- _Exercise requirements_
Please copy the records below word for word, leaving the pictures out of your answer.

- _Supplied data_
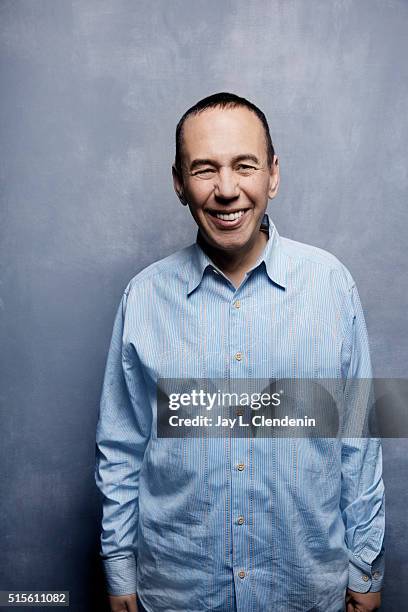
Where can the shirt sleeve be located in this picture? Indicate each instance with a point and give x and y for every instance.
(122, 433)
(362, 488)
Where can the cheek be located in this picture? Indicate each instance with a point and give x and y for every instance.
(198, 192)
(256, 188)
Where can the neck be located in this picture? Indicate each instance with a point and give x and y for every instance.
(235, 262)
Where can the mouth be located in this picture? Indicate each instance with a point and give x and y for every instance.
(232, 219)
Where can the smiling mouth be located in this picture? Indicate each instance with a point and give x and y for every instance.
(232, 216)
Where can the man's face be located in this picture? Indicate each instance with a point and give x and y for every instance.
(225, 172)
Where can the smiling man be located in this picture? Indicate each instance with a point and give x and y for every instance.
(237, 524)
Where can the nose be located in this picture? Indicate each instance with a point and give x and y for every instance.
(226, 184)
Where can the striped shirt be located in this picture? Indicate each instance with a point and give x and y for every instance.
(236, 523)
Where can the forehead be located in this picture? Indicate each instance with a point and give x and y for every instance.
(221, 133)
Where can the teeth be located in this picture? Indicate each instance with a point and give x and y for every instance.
(230, 216)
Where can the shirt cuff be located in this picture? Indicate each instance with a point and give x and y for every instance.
(364, 578)
(120, 575)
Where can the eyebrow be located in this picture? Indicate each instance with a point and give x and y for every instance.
(245, 156)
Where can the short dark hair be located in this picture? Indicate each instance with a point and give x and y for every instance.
(222, 100)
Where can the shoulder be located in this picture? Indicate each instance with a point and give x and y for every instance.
(310, 258)
(161, 271)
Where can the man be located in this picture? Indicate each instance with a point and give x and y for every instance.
(235, 523)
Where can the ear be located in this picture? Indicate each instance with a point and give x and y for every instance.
(274, 178)
(178, 185)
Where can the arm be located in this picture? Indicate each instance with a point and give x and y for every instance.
(122, 434)
(362, 490)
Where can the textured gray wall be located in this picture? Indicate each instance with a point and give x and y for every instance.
(91, 91)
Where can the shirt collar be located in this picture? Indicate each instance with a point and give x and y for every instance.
(272, 257)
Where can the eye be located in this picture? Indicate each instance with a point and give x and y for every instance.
(203, 172)
(245, 168)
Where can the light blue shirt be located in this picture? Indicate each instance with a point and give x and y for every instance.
(236, 524)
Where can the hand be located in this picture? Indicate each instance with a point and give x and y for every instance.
(123, 603)
(362, 602)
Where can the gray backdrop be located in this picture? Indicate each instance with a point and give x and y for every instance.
(91, 91)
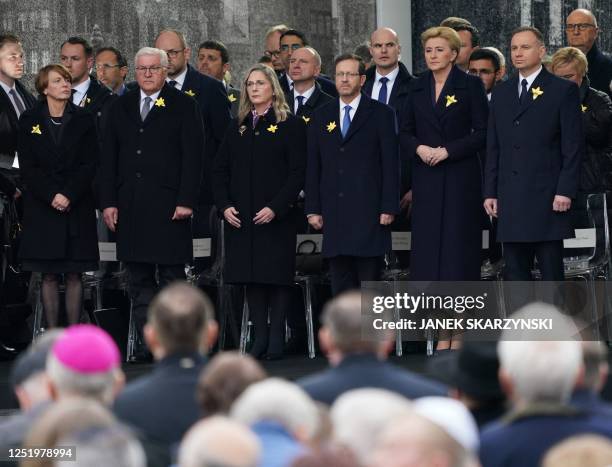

- _Answer to this exercise_
Where can the shirt sleeve be located in this picture? Indicate each instance with a point and give x and y for every instance.
(122, 433)
(362, 488)
Where can the cheek be located in this picture? Indicate each instance with a point and give x and y for every instance.
(198, 192)
(256, 188)
Where can the neck be located in this picture? Indicate each instance with a point and give x and y for every instance.
(235, 262)
Where can the mouth be located in this picture? Indicate each instance with a point and give x and y for every instance.
(232, 219)
Where can the smiling mouth be located in this picture? Indicate each instance with a point and give x and y for every instance.
(232, 216)
Where can the man's face be located in this picture? Indicate each instance with a point and give x and y for every instance.
(225, 172)
Where can the smiling man be located in this picture? Indicate each instance with a point and give x and y for every instance.
(237, 524)
Where can the nose be located in this picture? Indicate each instance with a point and give x and y for every instance.
(226, 184)
Where can the striped shirt be located in this picture? Indicate each instance with a point and give x and y for every instance.
(236, 523)
Where can the forehead be located in this picture? Indicate each instance with a point and give x and y for every instance.
(221, 133)
Where can the teeth be located in this picture? Indicate each instance with a point and give x and y for every instance.
(230, 216)
Where can the shirt cuff be located in this picture? Indicate each instance with a point and give x and y for every instance.
(364, 578)
(120, 575)
Where can the eyebrow be located in this picture? Indicate each instance with a point and give x and y for every instance.
(245, 156)
Where can the short dark hair be located in this picture? Indicate each instance with a point and give x and y for every instance.
(222, 100)
Where can the shoulder be located in this picture? Indicate each instance with a point and give x and y for every instance.
(310, 258)
(161, 271)
Where can the man be located in this picture? Indicate each instance with a point and give x and y for every instance.
(235, 523)
Where can the ear be located in this picture? Indicate each instance with a point and give x and y for every instance.
(274, 178)
(178, 185)
Where can the arm be located in this picture? Indicate each instance with a point and give x and y for every instance.
(122, 434)
(362, 490)
Where can the textured gray wall be located in this picture? Indicate each instance with a point and give x and y for every instance.
(91, 91)
Where can the shirt collar be located in this picture? Indicate each instance with a point and give x and y for every instance.
(272, 257)
Where can the eye be located in this picture? Indicate each instance with a point and give x and y for every instance.
(203, 172)
(245, 168)
Where can the light blue shirt be located in this picture? Indicate each instance with a point and give x and y for every instance.
(236, 524)
Where can the hand be located in this picture? Indicate each instance with a point and give x and y for every instance.
(123, 603)
(362, 602)
Where can the gray backdrop be located in this picture? Indicate each instance with a point and give x and y for every instance.
(91, 91)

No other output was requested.